--- BEGIN RECORDS SUPPLIED ---
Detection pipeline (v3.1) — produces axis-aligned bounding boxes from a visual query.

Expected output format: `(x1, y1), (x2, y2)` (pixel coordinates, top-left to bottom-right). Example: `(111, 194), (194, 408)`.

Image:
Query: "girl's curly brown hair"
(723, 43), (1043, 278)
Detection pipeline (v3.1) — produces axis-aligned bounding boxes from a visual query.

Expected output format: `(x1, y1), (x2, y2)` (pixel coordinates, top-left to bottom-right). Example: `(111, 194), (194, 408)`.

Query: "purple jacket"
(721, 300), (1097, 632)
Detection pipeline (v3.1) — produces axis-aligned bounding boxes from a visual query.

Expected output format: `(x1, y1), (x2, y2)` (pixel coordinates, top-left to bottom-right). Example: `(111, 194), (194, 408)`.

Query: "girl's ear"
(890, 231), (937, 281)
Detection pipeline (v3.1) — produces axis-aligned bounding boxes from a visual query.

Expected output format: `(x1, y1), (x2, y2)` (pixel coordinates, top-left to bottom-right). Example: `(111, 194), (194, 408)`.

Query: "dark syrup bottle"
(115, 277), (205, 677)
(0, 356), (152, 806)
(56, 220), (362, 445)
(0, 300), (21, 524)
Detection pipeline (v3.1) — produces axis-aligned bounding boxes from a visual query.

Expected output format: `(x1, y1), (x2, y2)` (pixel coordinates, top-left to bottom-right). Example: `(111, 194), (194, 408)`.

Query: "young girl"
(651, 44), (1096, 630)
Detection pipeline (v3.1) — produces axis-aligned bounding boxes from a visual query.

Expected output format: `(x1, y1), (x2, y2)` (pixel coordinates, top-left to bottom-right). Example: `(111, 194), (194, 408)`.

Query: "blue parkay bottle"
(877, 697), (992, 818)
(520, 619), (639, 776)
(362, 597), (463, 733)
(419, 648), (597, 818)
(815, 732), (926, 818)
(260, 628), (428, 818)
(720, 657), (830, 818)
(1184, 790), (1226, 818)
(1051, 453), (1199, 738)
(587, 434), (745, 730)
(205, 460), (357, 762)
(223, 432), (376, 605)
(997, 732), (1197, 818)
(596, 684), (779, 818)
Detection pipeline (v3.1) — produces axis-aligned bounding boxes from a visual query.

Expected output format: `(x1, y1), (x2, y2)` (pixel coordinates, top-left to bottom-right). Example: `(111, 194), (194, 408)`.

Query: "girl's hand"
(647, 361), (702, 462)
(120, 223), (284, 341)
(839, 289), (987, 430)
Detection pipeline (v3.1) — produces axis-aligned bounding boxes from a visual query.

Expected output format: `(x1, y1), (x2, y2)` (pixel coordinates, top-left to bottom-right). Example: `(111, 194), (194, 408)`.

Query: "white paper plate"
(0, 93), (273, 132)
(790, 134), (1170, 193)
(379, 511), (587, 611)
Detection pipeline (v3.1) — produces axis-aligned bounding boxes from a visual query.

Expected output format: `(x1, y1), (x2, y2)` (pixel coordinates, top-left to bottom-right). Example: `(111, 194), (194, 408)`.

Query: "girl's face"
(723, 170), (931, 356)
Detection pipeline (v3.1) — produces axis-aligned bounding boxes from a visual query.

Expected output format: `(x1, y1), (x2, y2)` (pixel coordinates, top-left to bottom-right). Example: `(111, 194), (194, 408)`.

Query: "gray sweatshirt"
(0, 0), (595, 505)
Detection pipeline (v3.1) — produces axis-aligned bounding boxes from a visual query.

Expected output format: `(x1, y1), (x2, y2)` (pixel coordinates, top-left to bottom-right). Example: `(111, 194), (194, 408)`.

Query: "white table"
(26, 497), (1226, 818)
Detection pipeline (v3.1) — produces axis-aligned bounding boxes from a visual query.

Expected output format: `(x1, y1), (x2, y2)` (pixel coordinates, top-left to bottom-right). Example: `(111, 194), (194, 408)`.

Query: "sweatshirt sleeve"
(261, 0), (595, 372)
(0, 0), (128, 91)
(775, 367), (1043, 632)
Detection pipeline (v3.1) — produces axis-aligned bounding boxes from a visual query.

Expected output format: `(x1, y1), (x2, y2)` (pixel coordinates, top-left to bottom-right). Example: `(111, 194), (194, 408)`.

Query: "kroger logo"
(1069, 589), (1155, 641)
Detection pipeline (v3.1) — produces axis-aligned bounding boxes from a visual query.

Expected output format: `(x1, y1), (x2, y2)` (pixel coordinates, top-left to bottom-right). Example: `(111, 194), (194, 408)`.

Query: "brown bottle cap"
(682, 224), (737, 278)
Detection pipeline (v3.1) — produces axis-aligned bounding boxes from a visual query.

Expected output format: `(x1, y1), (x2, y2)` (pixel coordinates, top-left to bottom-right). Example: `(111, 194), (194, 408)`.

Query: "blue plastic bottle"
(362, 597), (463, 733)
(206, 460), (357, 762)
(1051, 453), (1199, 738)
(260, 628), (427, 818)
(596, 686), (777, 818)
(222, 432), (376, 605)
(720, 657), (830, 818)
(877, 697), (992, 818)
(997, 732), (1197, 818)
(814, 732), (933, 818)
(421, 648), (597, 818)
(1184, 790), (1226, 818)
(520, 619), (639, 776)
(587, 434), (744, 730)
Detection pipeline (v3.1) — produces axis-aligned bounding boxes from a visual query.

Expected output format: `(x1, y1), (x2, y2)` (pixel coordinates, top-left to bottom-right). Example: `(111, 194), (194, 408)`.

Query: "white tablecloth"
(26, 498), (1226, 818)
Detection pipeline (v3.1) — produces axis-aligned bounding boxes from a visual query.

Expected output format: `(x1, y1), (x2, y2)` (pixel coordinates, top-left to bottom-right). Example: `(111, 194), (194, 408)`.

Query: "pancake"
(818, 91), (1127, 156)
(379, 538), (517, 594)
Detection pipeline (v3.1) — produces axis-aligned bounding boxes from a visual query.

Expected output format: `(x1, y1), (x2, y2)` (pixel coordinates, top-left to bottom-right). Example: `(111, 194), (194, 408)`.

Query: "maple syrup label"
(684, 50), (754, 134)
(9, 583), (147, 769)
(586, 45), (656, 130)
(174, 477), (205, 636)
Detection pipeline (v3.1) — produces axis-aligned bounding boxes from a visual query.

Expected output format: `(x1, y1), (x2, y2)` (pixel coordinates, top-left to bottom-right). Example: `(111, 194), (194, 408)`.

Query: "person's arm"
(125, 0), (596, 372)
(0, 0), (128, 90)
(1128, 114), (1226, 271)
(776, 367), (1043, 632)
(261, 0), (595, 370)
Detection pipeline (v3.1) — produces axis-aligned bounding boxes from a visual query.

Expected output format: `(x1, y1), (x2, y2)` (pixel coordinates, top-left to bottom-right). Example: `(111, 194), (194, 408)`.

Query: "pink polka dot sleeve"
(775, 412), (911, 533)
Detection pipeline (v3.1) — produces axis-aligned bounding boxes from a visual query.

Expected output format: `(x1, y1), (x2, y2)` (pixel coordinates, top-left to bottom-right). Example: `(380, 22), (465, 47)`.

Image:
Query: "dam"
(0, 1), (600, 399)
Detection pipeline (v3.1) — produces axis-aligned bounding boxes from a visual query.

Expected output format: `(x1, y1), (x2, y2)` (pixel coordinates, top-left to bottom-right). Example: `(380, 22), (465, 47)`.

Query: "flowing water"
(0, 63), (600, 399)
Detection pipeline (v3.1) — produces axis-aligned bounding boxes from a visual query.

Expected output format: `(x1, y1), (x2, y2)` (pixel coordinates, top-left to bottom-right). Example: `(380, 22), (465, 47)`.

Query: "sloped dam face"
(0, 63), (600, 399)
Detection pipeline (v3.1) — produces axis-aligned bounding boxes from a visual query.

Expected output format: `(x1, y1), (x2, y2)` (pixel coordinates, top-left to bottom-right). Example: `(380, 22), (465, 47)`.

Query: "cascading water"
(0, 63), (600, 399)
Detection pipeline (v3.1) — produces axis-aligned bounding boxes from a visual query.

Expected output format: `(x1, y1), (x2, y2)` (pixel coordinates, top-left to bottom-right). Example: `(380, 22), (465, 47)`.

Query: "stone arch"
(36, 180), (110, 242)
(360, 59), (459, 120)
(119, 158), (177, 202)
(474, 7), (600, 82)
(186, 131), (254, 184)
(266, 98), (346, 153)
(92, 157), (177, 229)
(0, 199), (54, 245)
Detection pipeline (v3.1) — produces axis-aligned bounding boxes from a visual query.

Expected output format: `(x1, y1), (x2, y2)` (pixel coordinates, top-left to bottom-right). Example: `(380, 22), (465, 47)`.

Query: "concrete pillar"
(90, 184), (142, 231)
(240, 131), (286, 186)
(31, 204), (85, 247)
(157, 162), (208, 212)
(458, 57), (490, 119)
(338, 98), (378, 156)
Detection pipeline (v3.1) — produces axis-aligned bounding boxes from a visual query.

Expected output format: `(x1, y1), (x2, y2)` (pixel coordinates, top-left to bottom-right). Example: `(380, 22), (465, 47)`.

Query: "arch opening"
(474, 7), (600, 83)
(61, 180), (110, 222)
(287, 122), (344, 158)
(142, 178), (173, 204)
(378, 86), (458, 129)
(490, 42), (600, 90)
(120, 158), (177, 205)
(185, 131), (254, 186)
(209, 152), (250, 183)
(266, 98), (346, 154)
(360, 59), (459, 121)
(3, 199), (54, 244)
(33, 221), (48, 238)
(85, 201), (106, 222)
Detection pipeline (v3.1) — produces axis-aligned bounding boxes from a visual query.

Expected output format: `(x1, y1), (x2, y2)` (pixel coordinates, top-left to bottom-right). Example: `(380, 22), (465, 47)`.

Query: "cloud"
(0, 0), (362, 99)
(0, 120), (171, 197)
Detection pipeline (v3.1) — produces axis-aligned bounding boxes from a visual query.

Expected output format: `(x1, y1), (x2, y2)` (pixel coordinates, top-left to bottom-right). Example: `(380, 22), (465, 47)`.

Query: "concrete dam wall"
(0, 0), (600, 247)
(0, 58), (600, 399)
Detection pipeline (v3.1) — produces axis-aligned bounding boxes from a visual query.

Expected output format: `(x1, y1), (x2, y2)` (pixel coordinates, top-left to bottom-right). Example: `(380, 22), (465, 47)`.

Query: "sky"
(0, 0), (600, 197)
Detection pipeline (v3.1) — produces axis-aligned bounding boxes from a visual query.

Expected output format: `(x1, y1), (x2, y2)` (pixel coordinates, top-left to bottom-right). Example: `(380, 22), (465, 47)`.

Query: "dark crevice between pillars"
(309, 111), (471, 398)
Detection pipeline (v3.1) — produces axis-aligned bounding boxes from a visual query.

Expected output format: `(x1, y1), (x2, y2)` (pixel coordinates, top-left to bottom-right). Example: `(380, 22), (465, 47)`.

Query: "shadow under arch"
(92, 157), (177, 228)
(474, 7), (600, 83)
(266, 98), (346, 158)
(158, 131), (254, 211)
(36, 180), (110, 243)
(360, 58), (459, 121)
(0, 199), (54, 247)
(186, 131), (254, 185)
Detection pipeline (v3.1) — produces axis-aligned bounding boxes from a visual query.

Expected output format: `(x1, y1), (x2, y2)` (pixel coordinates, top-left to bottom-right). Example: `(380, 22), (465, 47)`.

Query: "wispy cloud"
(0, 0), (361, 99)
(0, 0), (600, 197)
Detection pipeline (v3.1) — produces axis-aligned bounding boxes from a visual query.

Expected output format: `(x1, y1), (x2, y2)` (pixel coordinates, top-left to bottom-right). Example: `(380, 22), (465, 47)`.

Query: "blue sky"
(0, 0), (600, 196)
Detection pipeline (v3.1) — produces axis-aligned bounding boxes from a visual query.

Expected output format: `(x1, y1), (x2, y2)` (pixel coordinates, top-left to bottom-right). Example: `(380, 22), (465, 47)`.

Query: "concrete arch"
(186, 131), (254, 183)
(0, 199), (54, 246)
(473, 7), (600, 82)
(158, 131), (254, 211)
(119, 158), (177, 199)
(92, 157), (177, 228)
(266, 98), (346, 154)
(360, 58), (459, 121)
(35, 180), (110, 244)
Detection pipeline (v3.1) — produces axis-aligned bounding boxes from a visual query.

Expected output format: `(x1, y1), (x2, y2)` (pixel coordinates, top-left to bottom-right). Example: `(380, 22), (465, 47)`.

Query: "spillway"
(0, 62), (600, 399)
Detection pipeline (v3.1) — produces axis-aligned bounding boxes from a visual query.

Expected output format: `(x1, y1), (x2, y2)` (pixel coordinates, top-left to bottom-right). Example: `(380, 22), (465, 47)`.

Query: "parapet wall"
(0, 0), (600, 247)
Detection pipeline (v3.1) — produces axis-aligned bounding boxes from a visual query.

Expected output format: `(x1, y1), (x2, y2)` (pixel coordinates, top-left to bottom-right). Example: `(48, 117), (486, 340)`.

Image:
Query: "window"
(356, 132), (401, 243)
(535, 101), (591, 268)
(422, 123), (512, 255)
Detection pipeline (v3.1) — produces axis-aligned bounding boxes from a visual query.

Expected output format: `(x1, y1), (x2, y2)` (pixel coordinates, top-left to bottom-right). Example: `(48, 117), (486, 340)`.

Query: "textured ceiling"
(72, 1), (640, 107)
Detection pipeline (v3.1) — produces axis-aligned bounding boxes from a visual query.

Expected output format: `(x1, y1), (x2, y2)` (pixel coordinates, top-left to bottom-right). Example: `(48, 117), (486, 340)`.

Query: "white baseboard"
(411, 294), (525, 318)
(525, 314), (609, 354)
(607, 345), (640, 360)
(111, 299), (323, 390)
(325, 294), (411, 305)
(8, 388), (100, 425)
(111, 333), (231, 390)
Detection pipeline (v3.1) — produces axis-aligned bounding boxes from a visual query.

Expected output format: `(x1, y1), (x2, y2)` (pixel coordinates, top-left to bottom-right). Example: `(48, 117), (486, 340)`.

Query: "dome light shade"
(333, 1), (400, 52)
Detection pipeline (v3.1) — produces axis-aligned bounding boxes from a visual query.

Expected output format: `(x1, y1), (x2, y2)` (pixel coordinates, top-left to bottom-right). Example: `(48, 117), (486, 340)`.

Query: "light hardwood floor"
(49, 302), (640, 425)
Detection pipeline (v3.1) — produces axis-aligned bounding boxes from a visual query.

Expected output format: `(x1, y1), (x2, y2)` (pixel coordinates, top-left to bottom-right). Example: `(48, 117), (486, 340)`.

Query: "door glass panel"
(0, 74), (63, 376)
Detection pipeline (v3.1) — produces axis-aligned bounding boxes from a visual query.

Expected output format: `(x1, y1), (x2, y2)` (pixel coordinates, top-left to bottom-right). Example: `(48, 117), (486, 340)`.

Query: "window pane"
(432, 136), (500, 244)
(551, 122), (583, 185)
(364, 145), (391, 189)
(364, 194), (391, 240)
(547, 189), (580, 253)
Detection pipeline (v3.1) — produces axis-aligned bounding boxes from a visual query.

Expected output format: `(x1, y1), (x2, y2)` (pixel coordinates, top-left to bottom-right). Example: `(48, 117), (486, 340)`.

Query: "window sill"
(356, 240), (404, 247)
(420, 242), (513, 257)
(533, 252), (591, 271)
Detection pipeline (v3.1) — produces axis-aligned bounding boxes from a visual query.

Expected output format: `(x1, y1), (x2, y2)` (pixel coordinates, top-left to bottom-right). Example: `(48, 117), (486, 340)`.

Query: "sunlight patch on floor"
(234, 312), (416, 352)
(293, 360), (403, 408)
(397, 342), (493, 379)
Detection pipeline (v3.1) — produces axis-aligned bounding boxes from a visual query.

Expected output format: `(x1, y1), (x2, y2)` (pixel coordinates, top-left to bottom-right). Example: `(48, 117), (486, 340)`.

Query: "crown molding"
--- END RECORDS SUPPLIED ---
PROBLEM REQUIREMENTS -> Please rewrite the items from the start through the line containing "(723, 43), (1043, 278)", changing "curly" to "wavy" and leaving all else as it is. Give only those lines.

TASK RESPONSE ->
Detection pipeline (v3.1) — produces axis-aligned bounding boxes from a visual query.

Expected output format: `(x1, y1), (x2, y2)` (pixel coordinates, top-left to bottom-right). Example: `(111, 194), (194, 408)`.

Image:
Query: "girl's wavy brown hair"
(723, 43), (1043, 278)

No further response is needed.